Reproduce sin modificaciones las líneas del material comprendidas entre la que contiene "For this drill the class indicates the woman carrying" y la que contiene "(1043, 146)", ambas incluidas.

======== Extracto de datos ========

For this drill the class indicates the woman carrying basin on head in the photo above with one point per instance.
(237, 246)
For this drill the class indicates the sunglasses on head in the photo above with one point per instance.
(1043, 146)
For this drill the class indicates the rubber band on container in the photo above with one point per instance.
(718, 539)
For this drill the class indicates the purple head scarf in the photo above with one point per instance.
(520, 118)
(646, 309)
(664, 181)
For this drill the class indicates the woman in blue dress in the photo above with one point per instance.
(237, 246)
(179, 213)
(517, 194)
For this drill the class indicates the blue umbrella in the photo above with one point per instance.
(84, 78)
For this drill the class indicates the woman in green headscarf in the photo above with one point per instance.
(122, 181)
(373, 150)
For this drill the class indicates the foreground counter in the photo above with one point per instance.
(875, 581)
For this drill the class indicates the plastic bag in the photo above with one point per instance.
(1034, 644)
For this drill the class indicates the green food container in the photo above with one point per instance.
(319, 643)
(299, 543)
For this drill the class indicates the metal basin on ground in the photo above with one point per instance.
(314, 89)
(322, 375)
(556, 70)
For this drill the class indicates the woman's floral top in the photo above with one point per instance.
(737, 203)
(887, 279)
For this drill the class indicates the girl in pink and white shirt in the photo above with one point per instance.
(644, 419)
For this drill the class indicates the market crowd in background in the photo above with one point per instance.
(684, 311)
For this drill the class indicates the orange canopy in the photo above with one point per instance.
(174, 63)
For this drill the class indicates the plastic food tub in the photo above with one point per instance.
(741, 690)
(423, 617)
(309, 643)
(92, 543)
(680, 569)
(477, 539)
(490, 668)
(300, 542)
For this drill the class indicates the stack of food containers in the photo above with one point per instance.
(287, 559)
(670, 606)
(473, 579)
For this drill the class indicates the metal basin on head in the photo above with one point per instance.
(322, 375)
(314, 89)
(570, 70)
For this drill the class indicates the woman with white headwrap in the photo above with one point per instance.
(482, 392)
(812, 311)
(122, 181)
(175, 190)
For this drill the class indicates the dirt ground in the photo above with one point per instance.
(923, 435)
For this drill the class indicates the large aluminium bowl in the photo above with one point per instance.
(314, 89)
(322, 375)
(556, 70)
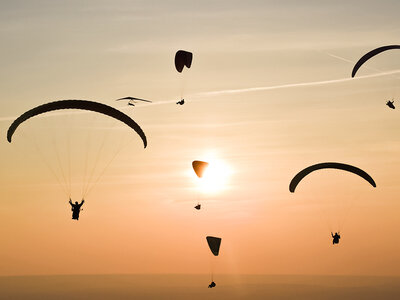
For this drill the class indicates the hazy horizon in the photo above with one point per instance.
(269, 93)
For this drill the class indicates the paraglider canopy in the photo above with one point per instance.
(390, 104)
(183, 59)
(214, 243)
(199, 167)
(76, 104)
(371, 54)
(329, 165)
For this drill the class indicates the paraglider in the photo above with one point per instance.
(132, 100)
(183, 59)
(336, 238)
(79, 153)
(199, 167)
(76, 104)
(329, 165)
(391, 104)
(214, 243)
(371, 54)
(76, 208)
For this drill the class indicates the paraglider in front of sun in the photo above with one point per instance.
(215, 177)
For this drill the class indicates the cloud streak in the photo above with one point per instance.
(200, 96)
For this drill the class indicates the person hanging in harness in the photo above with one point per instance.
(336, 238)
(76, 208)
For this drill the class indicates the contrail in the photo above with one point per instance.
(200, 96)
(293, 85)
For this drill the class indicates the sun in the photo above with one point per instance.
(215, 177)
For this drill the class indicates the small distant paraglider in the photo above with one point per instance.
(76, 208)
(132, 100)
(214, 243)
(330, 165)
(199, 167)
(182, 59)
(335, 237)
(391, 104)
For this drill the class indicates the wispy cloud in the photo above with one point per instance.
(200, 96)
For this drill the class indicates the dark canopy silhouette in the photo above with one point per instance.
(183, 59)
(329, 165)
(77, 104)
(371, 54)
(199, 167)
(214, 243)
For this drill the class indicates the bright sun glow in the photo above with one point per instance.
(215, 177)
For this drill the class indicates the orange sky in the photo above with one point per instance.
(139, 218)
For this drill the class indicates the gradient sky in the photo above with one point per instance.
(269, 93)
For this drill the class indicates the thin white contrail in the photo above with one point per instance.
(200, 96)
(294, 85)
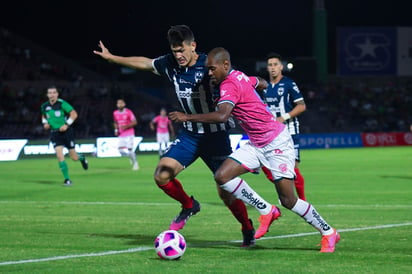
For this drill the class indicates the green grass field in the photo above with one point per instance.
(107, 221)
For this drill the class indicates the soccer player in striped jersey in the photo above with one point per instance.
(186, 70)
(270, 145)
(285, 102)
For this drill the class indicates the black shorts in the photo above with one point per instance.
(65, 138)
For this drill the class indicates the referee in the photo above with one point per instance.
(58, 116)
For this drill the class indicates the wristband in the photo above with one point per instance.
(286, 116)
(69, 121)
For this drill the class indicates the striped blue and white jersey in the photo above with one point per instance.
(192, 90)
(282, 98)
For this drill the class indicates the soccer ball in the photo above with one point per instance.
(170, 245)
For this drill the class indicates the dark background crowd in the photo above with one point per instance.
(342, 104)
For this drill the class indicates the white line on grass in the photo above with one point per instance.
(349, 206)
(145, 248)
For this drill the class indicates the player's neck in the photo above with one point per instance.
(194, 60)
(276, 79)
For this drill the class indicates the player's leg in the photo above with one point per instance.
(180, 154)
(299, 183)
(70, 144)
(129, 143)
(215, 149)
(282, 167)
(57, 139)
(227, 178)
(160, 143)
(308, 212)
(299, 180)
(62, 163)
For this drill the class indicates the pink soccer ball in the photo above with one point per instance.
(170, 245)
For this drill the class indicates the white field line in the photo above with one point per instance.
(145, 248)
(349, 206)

========
======== Extracto de datos ========

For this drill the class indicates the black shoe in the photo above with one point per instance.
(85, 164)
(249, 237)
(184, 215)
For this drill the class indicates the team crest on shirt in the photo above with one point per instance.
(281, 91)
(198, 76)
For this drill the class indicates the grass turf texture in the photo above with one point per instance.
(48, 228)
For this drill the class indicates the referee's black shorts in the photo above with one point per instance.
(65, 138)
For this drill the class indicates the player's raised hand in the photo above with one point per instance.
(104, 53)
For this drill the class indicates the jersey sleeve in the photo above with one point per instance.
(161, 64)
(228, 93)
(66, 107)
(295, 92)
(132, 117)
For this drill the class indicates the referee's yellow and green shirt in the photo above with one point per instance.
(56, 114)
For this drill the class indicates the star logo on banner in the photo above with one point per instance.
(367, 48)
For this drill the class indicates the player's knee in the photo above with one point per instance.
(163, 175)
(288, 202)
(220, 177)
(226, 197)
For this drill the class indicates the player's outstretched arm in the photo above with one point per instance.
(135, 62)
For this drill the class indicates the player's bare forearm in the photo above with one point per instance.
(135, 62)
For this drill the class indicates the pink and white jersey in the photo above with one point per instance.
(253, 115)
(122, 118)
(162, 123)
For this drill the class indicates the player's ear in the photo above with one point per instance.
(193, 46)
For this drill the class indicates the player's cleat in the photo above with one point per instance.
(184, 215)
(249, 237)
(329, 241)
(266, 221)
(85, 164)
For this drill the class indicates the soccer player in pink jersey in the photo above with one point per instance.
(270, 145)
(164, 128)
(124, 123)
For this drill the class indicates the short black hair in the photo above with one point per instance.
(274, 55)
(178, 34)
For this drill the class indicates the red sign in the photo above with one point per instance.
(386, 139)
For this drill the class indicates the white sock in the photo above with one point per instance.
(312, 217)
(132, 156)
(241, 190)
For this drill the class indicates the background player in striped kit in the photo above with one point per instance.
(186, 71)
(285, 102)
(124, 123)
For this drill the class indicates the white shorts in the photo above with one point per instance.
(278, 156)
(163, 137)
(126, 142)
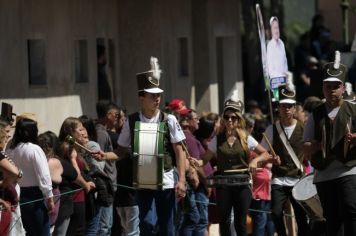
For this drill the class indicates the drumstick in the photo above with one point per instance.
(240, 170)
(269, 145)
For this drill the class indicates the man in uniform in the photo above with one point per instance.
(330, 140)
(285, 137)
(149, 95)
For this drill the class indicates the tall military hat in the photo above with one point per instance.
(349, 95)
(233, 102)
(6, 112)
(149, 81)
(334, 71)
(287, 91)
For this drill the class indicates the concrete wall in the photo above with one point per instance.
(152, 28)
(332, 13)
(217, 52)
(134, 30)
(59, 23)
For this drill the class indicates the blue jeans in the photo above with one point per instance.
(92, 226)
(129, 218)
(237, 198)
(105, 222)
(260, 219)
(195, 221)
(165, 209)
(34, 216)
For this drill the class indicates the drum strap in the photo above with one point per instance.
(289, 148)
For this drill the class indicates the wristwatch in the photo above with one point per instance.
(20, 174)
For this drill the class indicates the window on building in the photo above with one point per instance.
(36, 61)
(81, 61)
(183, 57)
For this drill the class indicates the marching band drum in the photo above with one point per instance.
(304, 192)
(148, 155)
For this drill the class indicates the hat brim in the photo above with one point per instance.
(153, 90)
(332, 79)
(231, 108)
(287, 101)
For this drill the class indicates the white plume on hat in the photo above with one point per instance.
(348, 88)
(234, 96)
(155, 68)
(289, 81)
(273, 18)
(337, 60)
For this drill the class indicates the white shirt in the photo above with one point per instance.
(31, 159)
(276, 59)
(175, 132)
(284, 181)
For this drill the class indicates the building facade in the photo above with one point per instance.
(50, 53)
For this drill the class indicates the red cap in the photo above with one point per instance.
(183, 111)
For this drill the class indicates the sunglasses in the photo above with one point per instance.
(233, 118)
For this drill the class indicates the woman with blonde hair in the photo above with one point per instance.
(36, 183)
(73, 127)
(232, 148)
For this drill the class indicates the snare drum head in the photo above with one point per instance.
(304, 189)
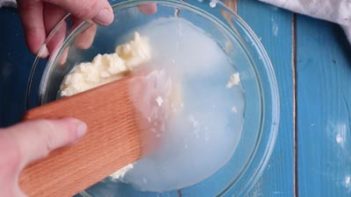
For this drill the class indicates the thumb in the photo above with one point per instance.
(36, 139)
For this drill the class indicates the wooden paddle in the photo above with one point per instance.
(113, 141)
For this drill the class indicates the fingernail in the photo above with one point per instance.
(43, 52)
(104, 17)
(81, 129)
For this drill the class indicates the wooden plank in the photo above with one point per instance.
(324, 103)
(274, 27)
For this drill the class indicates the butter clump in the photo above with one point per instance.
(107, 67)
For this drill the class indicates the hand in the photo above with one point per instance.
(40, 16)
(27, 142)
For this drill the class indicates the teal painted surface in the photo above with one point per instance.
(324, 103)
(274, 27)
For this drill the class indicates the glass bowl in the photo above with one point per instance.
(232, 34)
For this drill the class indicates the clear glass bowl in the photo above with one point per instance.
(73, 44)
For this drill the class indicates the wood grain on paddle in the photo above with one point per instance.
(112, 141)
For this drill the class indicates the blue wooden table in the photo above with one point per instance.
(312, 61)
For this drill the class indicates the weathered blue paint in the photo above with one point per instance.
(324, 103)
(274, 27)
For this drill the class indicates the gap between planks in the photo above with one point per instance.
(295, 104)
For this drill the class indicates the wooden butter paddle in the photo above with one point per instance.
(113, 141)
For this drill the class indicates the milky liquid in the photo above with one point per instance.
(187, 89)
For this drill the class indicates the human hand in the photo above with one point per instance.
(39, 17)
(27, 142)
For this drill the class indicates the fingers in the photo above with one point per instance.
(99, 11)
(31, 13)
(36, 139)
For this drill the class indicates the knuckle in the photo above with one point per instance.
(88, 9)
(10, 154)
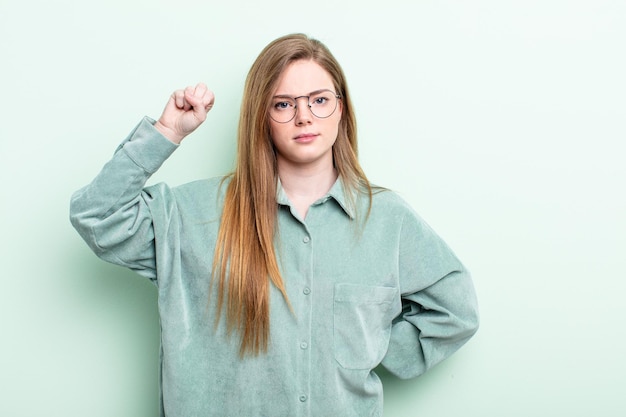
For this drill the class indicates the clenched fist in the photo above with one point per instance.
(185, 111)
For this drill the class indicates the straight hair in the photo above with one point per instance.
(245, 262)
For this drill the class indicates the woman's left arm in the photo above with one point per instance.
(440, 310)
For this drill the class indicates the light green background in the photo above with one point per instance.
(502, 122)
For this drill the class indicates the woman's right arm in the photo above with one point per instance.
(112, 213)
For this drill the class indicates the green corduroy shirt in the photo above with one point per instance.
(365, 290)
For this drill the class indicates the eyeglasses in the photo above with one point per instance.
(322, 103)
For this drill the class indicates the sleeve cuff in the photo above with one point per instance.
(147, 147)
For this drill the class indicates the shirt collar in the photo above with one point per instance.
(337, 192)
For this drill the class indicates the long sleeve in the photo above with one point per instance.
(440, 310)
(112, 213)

========

Respuesta completa:
For this drill the class indicates the woman carrying basin on head in the photo above with one point per instance.
(237, 246)
For this drill the class indicates the sunglasses on head in the photo above with one point per instance.
(1043, 146)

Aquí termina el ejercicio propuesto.